* _CONSIGNE_: Poursuivez la note sur la clause de réserve de propriété et l'action en paiement contre le sous-acquéreur, en reprenant après sa dernière phrase.

* _TEXTE À LIRE_:
Droit commercial et des affaires

Clause de réserve de propriété : action en paiement contre le sous-acquéreur

Mots-clefs : Clause de réserve de propriété, Action réelle, Action personnelle, Action en revendication du prix, Redressement judiciaire

L'action en paiement exercée par le vendeur initial à l'encontre d'un sous-acquéreur de biens vendus avec clause de réserve de propriété s'analyse en une action personnelle et non en une action réelle.

Par l'arrêt du 6 octobre 2009, la Cour de cassation consacre la théorie suivant laquelle l'article 122 de la loi n° 85-98 du 25 janvier 1985 (art. L. 624-18 C. com.) confère au vendeur-propriétaire deux actions distinctes :

– l'action en revendication du prix proprement dite (action réelle, exercée contre le débiteur pour faire reconnaître par la « procédure » sa qualité de propriétaire de la créance du prix de revente) ;

– et l'action personnelle en paiement de cette créance (exercée contre le débiteur de celle-ci, le sous-acquéreur).

En l'espèce, une société allemande avait vendu sous réserve de propriété des supports informatiques de stockage de données à une société française qui, elle-même, les avait revendus à quatre de ses filiales. La société française ayant été mise en redressement judiciaire, la société allemande exerça une action en revendication des matériels impayés ou, à défaut, de leur prix, puis en demanda le prix aux filiales, elles-mêmes mises en redressement puis liquidation judiciaires. Sa demande fut rejetée en première instance mais accueillie en cause d'appel, les juges du fond ayant retenu que, la créance de l'acquéreur sur le sous-acquéreur se substituant au matériel par voie de subrogation réelle, le vendeur bénéficiaire d'une clause de réserve de propriété pouvait revendiquer le matériel entre les mains de l'acquéreur mais aussi entre celles du sous-acquéreur.

* _DONNÉES FOURNIES_:
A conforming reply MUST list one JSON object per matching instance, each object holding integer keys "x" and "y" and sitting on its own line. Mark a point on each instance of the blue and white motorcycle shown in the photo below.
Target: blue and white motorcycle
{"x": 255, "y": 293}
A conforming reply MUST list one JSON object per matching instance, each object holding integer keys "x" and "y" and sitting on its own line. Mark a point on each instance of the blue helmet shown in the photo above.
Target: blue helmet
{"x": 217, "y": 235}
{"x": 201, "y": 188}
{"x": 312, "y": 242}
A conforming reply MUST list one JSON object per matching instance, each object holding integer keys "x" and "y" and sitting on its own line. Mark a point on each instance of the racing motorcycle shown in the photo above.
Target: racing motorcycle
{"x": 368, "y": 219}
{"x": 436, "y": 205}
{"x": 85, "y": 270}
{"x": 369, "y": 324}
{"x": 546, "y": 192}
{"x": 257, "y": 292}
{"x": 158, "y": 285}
--
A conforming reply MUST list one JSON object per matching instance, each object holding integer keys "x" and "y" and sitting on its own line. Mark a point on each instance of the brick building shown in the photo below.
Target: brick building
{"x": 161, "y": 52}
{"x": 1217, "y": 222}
==
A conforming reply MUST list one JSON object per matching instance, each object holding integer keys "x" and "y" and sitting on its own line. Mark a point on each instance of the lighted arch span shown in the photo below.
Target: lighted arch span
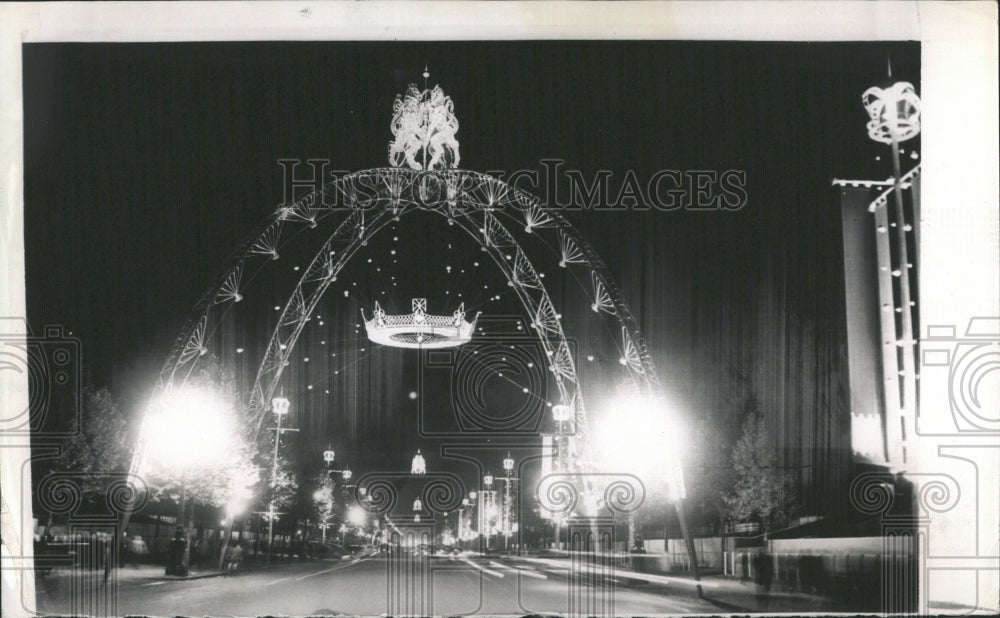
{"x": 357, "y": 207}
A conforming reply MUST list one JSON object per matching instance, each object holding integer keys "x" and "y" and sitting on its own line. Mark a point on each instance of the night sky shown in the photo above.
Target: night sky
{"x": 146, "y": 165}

* _VOTRE RÉPONSE_:
 Cette décision est censurée au quintuple visa des articles L. 622-7, L. 622-21, L. 624-18, L. 631-14 et L. 631-18 du Code de commerce, la Haute Cour précisant que « l'action en paiement exercée par le vendeur initial à l'encontre d'un sous-acquéreur de biens vendus avec clause de réserve de propriété s'analyse en une action personnelle et non en une action réelle ».

La Cour de cassation reprend donc, pour la première fois, de façon explicite, la qualification proposée par la doctrine. Elle en tire également toutes les conséquences. Ici, le vendeur initial se présentait comme un simple créancier dont la créance était née antérieurement à l'ouverture de la procédure du sous-acquéreur. Il se trouvait donc soumis à la loi du concours :

– interdiction de recevoir paiement (art. L. 622-7) ;

– interdiction des poursuites individuelles (art. L. 622-21) ;

– et — ce que l'arrêt ne dit pas mais que commande sa logique — obligation de déclarer sa créance au risque de ne pouvoir l'opposer à la procédure, c'est-à-dire de se voir écarter des répartitions et dividendes (art. L. 622-24 et L. 622-26).

Com. 6 octobre 2009

Références

Action en revendication

« Action réelle, dite pétitoire, donnée au propriétaire contre qui détient indûment son bien et refuse de le restituer en contestant son droit. Aboutit, en cas de succès, à la reconnaissance du droit de propriété et à la restitution du bien en cause. »

Action personnelle

« Action en justice par laquelle on demande la reconnaissance ou la sanction d’un droit personnel, quelle qu’en soit la source (convention, délit, loi, gestion d’affaires, enrichissement injuste).

Relative en général à un meuble corporel ou incorporel, une telle action peut, par exception, concerner un immeuble. »

Action réelle

« Action en justice par laquelle on demande que soit reconnu ou protégé un droit réel principal ou accessoire sur un immeuble, plus rarement sur un meuble. »

Clause de réserve de propriété

« Clause par laquelle un vendeur — pour garantir sa créance — se réserve la propriété de la chose vendue jusqu’au paiement intégral du prix par l’acheteur.

Cette clause est opposable aux tiers, notamment aux créanciers de l’acquéreur mis en redressement ou en liquidation judiciaires lorsque certaines conditions sont réunies.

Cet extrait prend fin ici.